**Given information**.
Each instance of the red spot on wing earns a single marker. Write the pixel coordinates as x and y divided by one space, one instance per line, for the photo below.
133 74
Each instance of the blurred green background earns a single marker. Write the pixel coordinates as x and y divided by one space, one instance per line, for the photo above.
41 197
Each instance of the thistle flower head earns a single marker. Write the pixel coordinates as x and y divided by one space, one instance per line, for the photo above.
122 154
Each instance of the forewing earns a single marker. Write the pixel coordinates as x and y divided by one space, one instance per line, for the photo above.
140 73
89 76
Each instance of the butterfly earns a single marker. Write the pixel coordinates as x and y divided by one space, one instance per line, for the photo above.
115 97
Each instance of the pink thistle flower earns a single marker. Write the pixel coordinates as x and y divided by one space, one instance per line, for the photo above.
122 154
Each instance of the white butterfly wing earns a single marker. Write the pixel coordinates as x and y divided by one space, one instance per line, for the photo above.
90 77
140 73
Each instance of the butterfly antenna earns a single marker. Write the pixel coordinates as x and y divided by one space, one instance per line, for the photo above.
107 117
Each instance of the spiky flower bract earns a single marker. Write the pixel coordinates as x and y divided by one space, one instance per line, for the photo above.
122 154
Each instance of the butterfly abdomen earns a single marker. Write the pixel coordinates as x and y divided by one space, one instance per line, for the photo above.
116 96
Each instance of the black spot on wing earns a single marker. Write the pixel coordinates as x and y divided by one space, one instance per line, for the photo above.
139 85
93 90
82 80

* * *

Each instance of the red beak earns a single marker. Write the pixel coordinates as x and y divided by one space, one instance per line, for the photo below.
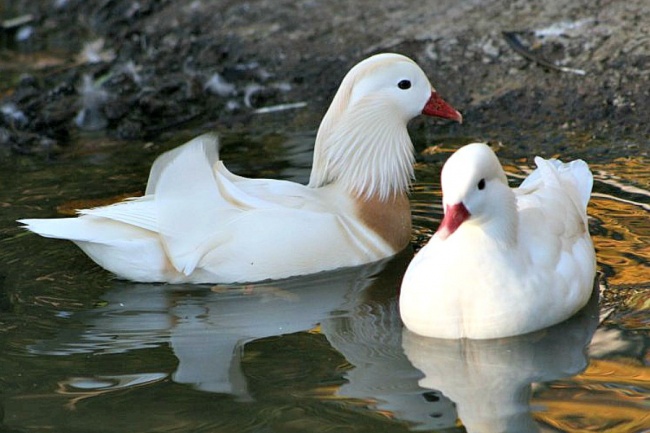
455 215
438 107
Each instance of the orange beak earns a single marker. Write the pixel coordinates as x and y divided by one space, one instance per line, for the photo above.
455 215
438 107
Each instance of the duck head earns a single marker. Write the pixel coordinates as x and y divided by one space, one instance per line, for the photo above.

**Requirement**. Pick out each line of the entries above that contains the word "head".

**Task output**.
Each instance of the thistle flower head earns a single marker. Write the pixel coordinates as x and y divided by one space, one instance per line, for the photo above.
Each instance of the duck head earns a single marker. Write the pixel coordinates as x and y divided by one space, one instance per line, for the photo above.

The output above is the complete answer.